▸ EXERCISE DETAILS:
Lines before the one containing "task | put a" are excluded; reproduce that line and all lines after it in the entries below, exactly.

▸ DATA RECORDS:

┌──

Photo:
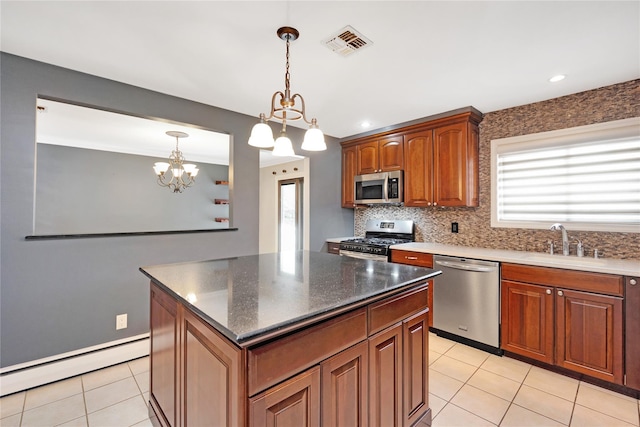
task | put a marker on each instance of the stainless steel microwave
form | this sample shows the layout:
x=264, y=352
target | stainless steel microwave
x=379, y=188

└──

▸ SOLUTION FOR THIS TASK:
task | put a marker on each instance of the stainless steel microwave
form | this sample shows the layout:
x=264, y=352
target | stainless steel microwave
x=379, y=188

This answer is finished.